- Exercise objective
In the review below, change "dancers" to "singers", then write out the passage from "The Random Review" up to and including "as they think.".

- Excerpt to read
⁂

Its not nic e to over correcet people mistake.s

Jul
13th
2023

The Random Review [No. 1]: Big City, Big Dreams (_Undefined_) · 10:58am Jul 13th, 2023

The One-Sentence Summary

A pair of ponies I'd never heard of want to be dancers, and they might not be as cut out for it as they think.

The Substance

We've got two cheerleaders who love dancing and want to get big. The others are a fast-laner who says her cliché and a couple of big-shots who meet the fans. Each behaves exactly as you'd expect them to. It's all pretty one-dimensional, but why wouldn't it be? 3,000 words and a pair of background background ponies. I wasn't expecting a deep insight into any of them.

I say get rid of Quick Step. How about Lighthoof and Shimmy Shake running straight into Deft? That way, you save their disappointment for a climax instead of starting with it and thus diluting it. The conflict as it stands is their getting told the difficulties of becoming Buckettes. That's fine in itself, and you can build up to one of the main characters losing heart (and maybe even crying) at the realisation of how much slog there is in this business. The denouement – getting to see the stage – has more meaning that way: it's a way to restore the passion rather than just a treat. It's just a tad soft as is. The mild conflict dissipates, and I'd rather it led to something.

⁂

- Supplied data
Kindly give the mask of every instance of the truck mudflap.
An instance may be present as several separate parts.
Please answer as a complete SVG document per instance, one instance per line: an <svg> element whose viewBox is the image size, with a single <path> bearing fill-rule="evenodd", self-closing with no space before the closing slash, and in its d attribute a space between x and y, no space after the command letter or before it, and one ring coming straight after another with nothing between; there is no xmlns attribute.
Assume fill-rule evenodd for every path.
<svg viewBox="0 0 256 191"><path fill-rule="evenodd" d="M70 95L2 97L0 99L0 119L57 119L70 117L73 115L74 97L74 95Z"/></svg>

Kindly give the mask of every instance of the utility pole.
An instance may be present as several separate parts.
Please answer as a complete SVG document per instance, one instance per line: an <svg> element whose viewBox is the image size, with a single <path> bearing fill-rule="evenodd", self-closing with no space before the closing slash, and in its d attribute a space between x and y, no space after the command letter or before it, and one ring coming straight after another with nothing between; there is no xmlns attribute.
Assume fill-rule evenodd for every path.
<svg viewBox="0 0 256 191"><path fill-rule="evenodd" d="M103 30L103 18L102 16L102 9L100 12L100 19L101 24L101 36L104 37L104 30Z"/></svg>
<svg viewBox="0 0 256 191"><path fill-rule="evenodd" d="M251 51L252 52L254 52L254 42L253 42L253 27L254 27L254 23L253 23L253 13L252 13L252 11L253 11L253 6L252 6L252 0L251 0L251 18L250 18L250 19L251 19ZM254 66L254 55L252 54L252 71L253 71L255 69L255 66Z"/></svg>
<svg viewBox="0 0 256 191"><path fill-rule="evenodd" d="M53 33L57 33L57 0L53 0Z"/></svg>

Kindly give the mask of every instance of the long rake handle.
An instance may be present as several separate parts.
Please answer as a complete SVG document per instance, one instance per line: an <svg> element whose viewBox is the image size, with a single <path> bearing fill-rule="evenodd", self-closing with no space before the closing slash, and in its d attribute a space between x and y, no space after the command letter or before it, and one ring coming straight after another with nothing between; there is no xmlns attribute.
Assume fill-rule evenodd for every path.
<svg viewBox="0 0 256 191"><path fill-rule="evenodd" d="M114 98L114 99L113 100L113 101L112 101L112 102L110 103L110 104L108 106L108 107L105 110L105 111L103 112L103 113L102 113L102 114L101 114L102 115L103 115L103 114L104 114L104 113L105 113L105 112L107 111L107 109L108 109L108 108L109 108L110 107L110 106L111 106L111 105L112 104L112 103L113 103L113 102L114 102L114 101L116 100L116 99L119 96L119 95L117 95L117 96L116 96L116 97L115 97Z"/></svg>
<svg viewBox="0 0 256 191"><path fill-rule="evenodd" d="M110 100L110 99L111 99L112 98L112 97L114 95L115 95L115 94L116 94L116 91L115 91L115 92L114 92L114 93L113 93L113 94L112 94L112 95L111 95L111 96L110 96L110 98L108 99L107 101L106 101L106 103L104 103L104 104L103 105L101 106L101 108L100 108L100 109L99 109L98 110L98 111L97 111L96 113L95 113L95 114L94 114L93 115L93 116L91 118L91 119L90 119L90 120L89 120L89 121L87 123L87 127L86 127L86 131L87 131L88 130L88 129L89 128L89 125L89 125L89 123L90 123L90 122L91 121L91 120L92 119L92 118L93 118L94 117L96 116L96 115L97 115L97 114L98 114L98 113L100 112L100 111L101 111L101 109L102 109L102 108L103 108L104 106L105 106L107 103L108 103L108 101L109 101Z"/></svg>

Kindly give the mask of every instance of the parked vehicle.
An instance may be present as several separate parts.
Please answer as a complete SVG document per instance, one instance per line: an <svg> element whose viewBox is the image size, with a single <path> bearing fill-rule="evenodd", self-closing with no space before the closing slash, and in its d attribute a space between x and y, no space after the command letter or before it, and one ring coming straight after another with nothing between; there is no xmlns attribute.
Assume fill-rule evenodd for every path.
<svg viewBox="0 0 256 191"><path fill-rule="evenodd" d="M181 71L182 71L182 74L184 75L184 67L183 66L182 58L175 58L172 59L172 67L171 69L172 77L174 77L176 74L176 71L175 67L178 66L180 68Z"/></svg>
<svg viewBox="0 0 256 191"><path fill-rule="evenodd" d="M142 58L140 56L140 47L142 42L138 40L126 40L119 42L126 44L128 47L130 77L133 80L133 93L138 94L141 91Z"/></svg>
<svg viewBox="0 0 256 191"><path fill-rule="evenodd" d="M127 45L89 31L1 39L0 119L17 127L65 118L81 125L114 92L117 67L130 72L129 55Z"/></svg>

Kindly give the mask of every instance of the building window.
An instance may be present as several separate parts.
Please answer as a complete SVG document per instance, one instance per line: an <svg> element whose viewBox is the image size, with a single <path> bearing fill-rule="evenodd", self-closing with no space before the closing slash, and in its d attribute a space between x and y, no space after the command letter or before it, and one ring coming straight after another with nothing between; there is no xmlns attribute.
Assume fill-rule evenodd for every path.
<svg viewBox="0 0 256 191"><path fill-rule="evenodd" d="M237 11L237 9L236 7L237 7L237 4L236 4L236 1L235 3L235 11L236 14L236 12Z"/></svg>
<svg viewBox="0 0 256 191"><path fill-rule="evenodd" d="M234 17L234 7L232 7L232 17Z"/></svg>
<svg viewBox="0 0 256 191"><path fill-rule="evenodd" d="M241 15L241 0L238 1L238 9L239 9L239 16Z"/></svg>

⁂

- The result
The Random Review [No. 1]: Big City, Big Dreams (_Undefined_) · 10:58am Jul 13th, 2023

The One-Sentence Summary

A pair of ponies I'd never heard of want to be singers, and they might not be as cut out for it as they think.